"""

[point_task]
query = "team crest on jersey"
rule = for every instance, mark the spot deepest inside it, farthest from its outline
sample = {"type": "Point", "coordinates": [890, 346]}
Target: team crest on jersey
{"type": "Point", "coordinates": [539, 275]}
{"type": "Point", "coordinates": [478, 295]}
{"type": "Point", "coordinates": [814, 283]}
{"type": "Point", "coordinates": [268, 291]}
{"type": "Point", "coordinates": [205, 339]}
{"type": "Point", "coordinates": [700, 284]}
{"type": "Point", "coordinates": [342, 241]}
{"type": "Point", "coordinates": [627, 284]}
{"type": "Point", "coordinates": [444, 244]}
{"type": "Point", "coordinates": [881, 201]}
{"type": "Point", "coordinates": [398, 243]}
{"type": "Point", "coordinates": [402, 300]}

"""

#### [Task requirements]
Rewrite all the records above as a numbered list, one line per item, and leave out any blank lines.

#### [Finished task]
1. [point_task]
2. query = "team crest on jersey"
3. rule = for every instance, mark the spot deepest inside it, farthest from its outline
4. sample = {"type": "Point", "coordinates": [890, 346]}
5. Target: team crest on jersey
6. {"type": "Point", "coordinates": [539, 275]}
7. {"type": "Point", "coordinates": [478, 295]}
8. {"type": "Point", "coordinates": [814, 283]}
9. {"type": "Point", "coordinates": [268, 291]}
10. {"type": "Point", "coordinates": [205, 339]}
11. {"type": "Point", "coordinates": [700, 284]}
12. {"type": "Point", "coordinates": [342, 241]}
13. {"type": "Point", "coordinates": [627, 284]}
14. {"type": "Point", "coordinates": [444, 244]}
15. {"type": "Point", "coordinates": [881, 201]}
16. {"type": "Point", "coordinates": [398, 243]}
17. {"type": "Point", "coordinates": [402, 300]}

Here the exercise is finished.